DATA PROVIDED -
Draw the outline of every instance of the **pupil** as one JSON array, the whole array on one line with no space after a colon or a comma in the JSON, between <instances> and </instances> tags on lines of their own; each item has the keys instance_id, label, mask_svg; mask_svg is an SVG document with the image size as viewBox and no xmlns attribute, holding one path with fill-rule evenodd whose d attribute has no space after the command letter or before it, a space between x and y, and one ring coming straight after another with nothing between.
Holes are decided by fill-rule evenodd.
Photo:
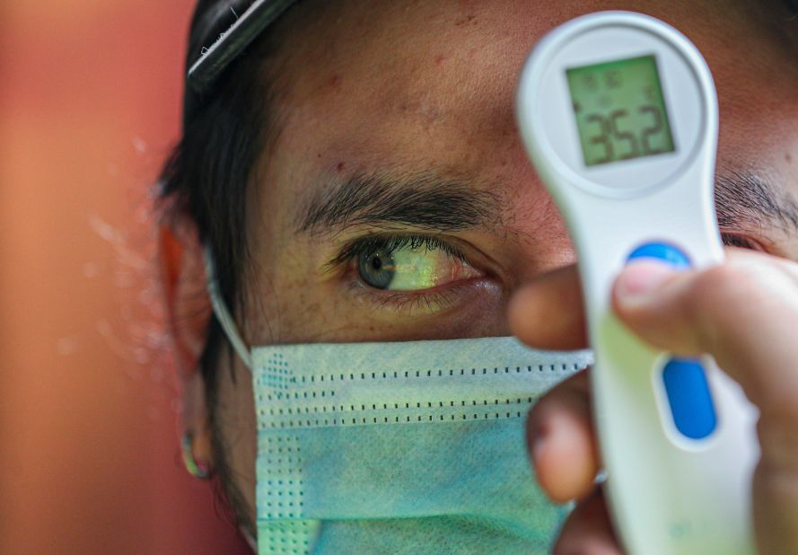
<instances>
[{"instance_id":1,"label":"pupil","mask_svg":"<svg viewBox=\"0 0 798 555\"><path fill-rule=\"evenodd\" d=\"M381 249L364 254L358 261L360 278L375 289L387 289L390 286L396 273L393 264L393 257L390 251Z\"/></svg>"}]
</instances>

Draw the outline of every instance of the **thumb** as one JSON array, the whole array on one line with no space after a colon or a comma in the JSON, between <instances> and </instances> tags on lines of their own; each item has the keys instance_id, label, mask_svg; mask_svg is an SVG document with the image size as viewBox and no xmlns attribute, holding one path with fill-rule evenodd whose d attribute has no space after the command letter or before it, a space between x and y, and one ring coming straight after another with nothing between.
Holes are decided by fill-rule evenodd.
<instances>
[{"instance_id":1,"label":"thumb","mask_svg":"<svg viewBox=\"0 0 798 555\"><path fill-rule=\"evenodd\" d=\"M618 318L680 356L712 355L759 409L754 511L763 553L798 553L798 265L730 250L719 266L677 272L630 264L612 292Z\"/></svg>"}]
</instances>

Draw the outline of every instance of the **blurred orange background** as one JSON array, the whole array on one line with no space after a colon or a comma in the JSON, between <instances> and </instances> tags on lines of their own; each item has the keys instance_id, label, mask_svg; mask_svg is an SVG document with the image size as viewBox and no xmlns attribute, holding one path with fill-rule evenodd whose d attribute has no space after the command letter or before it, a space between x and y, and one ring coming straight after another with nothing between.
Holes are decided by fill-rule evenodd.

==

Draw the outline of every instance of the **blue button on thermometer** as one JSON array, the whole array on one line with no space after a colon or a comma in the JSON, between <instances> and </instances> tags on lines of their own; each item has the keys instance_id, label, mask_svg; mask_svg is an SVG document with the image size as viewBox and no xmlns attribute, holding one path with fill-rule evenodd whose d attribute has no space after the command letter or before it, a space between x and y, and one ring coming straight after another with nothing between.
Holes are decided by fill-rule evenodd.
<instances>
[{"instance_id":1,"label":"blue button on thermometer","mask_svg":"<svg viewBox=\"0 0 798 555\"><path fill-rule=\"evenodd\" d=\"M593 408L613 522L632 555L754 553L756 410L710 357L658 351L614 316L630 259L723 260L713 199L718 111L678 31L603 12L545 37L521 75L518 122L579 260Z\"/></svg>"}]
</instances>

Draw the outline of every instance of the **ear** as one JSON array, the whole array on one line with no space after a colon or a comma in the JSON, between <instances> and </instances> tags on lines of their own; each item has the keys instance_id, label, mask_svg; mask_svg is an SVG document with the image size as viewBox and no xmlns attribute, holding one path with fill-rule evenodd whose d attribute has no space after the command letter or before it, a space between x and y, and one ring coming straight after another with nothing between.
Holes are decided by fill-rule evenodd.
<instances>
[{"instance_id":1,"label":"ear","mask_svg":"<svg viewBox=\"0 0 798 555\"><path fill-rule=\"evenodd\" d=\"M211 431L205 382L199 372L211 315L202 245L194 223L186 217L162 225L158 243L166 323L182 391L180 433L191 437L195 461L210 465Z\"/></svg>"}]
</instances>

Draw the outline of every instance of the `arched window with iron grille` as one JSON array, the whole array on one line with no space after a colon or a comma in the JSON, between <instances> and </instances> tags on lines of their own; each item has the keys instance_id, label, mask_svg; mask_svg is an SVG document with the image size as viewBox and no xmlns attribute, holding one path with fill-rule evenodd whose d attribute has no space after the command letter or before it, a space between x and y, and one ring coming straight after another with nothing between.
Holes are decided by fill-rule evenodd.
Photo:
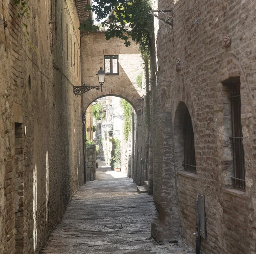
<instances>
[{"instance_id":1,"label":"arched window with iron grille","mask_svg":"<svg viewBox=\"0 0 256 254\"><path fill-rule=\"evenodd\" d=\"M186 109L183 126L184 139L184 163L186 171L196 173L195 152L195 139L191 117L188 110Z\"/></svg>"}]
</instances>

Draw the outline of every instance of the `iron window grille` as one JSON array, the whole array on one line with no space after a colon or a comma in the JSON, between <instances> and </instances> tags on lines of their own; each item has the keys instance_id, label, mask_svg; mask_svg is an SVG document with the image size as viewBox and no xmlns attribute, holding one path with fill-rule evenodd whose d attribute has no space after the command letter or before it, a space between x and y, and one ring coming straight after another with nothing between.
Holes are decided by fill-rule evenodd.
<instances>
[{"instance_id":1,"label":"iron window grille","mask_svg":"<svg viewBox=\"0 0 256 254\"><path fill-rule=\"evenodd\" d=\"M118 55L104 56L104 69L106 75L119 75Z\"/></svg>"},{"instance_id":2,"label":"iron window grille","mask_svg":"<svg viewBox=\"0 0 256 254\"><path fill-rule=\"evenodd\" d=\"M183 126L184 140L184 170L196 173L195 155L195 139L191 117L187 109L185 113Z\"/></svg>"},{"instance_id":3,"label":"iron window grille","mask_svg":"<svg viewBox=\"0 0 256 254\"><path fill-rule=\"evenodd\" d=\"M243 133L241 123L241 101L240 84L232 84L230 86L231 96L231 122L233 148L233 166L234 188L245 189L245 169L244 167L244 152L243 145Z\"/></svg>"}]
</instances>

WHAT THE TASK ASKS - Count how many lines in the two blocks above contain the word "thermometer". Give only the number.

THE OUTPUT - 2